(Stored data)
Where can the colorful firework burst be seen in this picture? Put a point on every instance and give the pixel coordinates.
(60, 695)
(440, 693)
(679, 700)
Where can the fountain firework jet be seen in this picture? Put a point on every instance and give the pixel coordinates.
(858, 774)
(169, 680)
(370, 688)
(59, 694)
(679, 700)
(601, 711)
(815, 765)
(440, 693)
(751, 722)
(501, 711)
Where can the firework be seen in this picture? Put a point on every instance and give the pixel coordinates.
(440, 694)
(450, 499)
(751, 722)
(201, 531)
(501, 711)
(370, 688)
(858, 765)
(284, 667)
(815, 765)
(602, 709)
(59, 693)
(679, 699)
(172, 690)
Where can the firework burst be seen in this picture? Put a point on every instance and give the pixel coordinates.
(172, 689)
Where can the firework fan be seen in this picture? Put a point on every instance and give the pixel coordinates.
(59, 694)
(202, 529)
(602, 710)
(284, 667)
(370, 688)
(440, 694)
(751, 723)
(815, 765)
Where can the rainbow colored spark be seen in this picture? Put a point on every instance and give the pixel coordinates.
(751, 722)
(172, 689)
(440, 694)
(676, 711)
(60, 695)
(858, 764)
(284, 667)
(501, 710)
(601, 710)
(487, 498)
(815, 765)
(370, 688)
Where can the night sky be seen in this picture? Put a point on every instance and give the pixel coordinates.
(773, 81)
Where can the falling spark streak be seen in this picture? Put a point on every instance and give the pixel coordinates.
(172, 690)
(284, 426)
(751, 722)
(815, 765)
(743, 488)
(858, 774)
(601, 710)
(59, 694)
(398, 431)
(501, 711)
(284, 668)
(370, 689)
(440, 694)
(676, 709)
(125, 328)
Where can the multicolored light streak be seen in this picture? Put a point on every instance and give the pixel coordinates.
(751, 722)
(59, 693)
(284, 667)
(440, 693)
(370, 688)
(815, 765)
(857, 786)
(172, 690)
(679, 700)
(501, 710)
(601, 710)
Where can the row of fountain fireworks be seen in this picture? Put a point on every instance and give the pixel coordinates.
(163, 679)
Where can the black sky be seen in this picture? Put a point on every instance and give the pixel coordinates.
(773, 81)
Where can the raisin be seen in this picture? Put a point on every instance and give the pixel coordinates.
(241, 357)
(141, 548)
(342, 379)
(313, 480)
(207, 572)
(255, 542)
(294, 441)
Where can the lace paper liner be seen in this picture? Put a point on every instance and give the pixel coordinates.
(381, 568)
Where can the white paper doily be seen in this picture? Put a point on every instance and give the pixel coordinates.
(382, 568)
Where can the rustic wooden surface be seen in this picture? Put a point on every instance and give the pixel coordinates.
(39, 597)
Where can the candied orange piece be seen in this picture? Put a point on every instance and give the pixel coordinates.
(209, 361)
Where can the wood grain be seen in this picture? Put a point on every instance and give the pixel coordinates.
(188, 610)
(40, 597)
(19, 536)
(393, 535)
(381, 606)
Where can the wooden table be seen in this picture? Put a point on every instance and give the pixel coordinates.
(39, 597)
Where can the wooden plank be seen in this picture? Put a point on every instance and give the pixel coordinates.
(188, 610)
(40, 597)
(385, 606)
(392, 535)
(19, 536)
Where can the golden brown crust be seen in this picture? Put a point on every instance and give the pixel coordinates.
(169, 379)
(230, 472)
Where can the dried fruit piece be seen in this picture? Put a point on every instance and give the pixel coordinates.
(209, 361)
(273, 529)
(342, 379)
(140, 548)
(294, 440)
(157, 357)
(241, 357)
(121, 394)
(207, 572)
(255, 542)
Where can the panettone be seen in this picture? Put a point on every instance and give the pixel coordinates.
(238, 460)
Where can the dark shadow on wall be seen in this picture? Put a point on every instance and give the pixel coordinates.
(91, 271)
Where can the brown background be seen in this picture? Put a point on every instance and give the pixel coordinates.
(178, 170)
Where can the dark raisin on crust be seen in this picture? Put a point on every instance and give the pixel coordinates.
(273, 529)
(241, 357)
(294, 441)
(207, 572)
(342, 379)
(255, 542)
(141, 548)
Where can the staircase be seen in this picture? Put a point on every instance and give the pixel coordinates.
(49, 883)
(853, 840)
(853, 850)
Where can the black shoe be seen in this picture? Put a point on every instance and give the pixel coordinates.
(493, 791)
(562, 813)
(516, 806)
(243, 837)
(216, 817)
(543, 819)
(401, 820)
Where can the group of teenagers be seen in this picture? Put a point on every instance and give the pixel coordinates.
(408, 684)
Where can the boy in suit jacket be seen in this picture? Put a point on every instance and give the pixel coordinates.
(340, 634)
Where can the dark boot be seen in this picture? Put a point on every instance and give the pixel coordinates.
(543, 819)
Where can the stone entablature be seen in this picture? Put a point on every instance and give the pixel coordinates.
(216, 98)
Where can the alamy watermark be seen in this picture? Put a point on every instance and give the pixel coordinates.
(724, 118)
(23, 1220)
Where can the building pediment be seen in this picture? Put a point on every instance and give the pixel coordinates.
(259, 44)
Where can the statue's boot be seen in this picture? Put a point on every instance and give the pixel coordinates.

#### What is being asked:
Reproduce the records above exactly.

#### Reply:
Where can the colorful firework burst be seen in this picture? Put a point on every instance and give the pixel coordinates.
(60, 695)
(440, 693)
(679, 700)
Where can the fountain firework jet be seen in this picture? Put a point on every instance and give the pixel coordinates.
(858, 774)
(169, 680)
(370, 688)
(59, 694)
(679, 700)
(601, 711)
(815, 765)
(440, 693)
(751, 722)
(501, 711)
Where can the firework be seen in this picture? Put a point on every instance and give the pixel coordinates.
(440, 694)
(450, 499)
(751, 722)
(201, 531)
(501, 711)
(370, 688)
(858, 765)
(284, 667)
(815, 765)
(602, 709)
(59, 693)
(679, 699)
(172, 690)
Where can the firework burst be seen in this picture? Put a point on every instance and give the pixel coordinates.
(172, 689)
Where can the firework fan be seen in this picture? Put a point on every instance and give the pixel coordinates.
(59, 694)
(202, 529)
(602, 710)
(284, 667)
(370, 688)
(440, 694)
(751, 723)
(815, 765)
Where can the rainbow colored spark be seen in this picture? Put a point on every instance and give the pixel coordinates.
(751, 722)
(172, 689)
(440, 694)
(676, 711)
(60, 695)
(858, 764)
(284, 667)
(501, 710)
(601, 710)
(487, 498)
(815, 765)
(370, 688)
Where can the night sky be seen in this picture? Put a point on every instance and give the pixel coordinates.
(773, 81)
Where can the falling spark streak be seen in this picture? Put a point on every instance and give the pixel coordinates.
(172, 690)
(284, 426)
(751, 722)
(815, 765)
(743, 488)
(858, 774)
(601, 710)
(59, 694)
(398, 431)
(501, 711)
(284, 668)
(370, 689)
(440, 694)
(676, 709)
(125, 328)
Where can the multicolored light streak be seen in this picture? Put a point on every instance and give the pixel coordinates.
(751, 722)
(59, 693)
(284, 667)
(440, 693)
(370, 688)
(815, 765)
(857, 786)
(172, 690)
(679, 700)
(501, 710)
(601, 710)
Where can the row of fountain fireworks be seen in this picture? Put a point on every instance and give the pixel coordinates.
(163, 679)
Where can the black sky be seen in this picture? Put a point on every instance and give the pixel coordinates.
(773, 81)
Where can the raisin be seen in this picture? Put a point on every instance and give the pixel coordinates.
(241, 357)
(141, 548)
(342, 379)
(313, 480)
(207, 572)
(255, 542)
(294, 441)
Where can the lace paper liner be seen in this picture? Put a point on every instance and give the pixel coordinates.
(381, 568)
Where can the white paper doily be seen in this picture? Put a point on every instance and give the pixel coordinates.
(382, 568)
Where can the rustic wooden surface be seen in this picture? Put a point on every instance and give the pixel coordinates.
(39, 597)
Where can the candied orange piece be seen in this picture? Put a point on every instance and give the pixel coordinates.
(209, 361)
Where can the wood grain be seen in this picture? Put a point on every instance and give the pixel coordinates.
(188, 610)
(40, 597)
(19, 536)
(393, 535)
(381, 606)
Where can the wooden table be seen in this picture? Put a point on every instance and give the pixel coordinates.
(39, 597)
Where can the wooden plank be seen in this picture? Put a point on every instance and give the pixel coordinates.
(188, 610)
(40, 597)
(385, 606)
(392, 535)
(19, 536)
Where can the golden brown crust be seen in this picture? Put a point on every instance and give the pixel coordinates.
(169, 379)
(230, 472)
Where can the dried fruit piece be seen in this picture? Put a point on every instance and give the pixel coordinates.
(209, 361)
(273, 529)
(342, 379)
(140, 548)
(294, 440)
(157, 357)
(241, 357)
(121, 394)
(207, 572)
(255, 542)
Where can the panettone be seen in this picture? Put a point on every instance and give the pixel coordinates.
(238, 460)
Where can the dark shadow on wall be seen in this picture? Put a point on every instance and give the pixel coordinates.
(91, 271)
Where can the brown background be seen in this picture? Put a point on every instance and give the pixel coordinates.
(178, 170)
Where can the dark raisin on crust be seen in this picture? Put a point on every instance and give the pixel coordinates.
(273, 529)
(241, 357)
(294, 441)
(207, 572)
(342, 379)
(255, 542)
(141, 548)
Where can the staircase be seen in this picture? Put a point on every instance and give the pixel coordinates.
(49, 883)
(853, 840)
(853, 850)
Where can the black shoe be seen in this picture? Put a point on every instance and give the pixel coordinates.
(493, 791)
(562, 813)
(516, 806)
(243, 837)
(216, 817)
(543, 819)
(401, 820)
Where can the group of teenagers be seen in this picture? Put a point on every instance and give the pixel coordinates.
(408, 684)
Where can the boy in suit jacket be seen in this picture? Put a point on every instance and give the pixel coordinates.
(340, 634)
Where can the dark boot be seen in this picture? Put a point on every instance and give the pixel coordinates.
(543, 819)
Where can the stone entablature be seen in this picture? Put a point on every instance and give the pixel coordinates.
(216, 98)
Where can the alamy watermark be seen in this picture? Put a point on every instance and give the pixel coordinates.
(724, 118)
(23, 1220)
Where can the building pediment be seen in this picture? Put a point on every instance and give the pixel coordinates.
(259, 44)
Where can the statue's boot be seen in this picture? Put a point on every instance and give the pixel coordinates.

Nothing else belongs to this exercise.